------ SOURCE INFORMATION

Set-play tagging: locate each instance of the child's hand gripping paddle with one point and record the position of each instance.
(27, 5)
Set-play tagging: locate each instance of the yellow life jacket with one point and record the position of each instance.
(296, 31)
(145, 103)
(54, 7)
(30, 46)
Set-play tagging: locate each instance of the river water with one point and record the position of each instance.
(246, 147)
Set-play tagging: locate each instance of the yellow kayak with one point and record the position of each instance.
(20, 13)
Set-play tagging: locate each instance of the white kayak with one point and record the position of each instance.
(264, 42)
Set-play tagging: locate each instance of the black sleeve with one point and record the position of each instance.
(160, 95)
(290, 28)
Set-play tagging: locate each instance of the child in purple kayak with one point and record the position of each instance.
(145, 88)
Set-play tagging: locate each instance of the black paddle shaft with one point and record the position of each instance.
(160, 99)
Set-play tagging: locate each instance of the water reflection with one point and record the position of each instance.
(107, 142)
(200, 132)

------------

**TASK STATEMENT**
Copy out the records above without altering anything.

**FINAL ANSWER**
Set-play tagging: locate each instance of the child's hand gripping paddle with one point and record the position of each instance.
(27, 5)
Set-play tagging: locate each instance of the yellow life jacket with one point and record the position of each instance.
(296, 31)
(145, 103)
(54, 7)
(30, 46)
Set-play tagging: locate each instance of the river water with one point and record the position of each instance.
(246, 147)
Set-play tagging: locate each instance of the yellow kayak with one point and record the position of each instance.
(20, 13)
Set-play tagging: locate each instance of the white kayak with one point and record the position of each instance.
(264, 42)
Set-play tagging: locate each instance of the black sleeve with one point and record the position of each instance.
(160, 95)
(290, 28)
Set-play tagging: locate each instance of the child in purple kayak with one point and record the position of each instance.
(145, 88)
Set-play tagging: locate each instance of the black paddle shaft with one point and record the position of each instance.
(160, 99)
Set-play tagging: locate each instance of the water reflection with one point and record the position of each instance.
(107, 142)
(200, 132)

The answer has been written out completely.